▶ GIVEN RECORDS

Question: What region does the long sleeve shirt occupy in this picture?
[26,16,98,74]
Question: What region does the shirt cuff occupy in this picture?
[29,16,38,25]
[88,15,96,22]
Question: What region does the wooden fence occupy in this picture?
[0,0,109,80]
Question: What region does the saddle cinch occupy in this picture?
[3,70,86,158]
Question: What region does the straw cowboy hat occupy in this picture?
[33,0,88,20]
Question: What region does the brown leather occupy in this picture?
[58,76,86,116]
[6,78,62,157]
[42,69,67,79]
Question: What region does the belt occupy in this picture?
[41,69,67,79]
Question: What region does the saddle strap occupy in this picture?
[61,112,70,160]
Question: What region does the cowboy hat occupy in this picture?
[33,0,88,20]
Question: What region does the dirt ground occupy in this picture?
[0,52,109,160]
...
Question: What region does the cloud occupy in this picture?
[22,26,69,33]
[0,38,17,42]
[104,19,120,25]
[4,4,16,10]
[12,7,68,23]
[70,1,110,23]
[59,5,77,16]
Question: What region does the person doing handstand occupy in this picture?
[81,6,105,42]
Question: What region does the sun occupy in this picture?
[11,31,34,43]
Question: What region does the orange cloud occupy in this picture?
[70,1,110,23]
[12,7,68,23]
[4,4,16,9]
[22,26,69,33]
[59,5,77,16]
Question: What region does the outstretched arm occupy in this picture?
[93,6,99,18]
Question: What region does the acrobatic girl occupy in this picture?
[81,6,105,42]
---
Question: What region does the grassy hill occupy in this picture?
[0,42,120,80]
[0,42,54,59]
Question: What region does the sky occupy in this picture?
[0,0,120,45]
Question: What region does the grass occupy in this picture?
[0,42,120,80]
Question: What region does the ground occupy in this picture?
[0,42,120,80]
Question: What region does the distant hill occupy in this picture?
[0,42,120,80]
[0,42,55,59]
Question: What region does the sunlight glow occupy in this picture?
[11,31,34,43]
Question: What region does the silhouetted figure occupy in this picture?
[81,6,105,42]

▶ WORK INSTRUCTIONS
Scale the entries from the line containing "Question: What region does the belt" to the line containing "[0,52,109,160]", both included, by rewriting every line in that span and multiplying each bounding-box coordinate by 0.75. Round each result to the nearest whole number with halves going up, and keep all other text the same.

▶ ANSWER FOR THE TASK
Question: What region does the belt occupy in this picture?
[31,52,50,59]
Question: What region does the saddle strap occupy in this picture?
[46,84,53,120]
Question: What region does the cowboy hat occupy in this picture?
[25,0,66,15]
Question: What region does the dirt ground occupy in this picture?
[0,39,82,120]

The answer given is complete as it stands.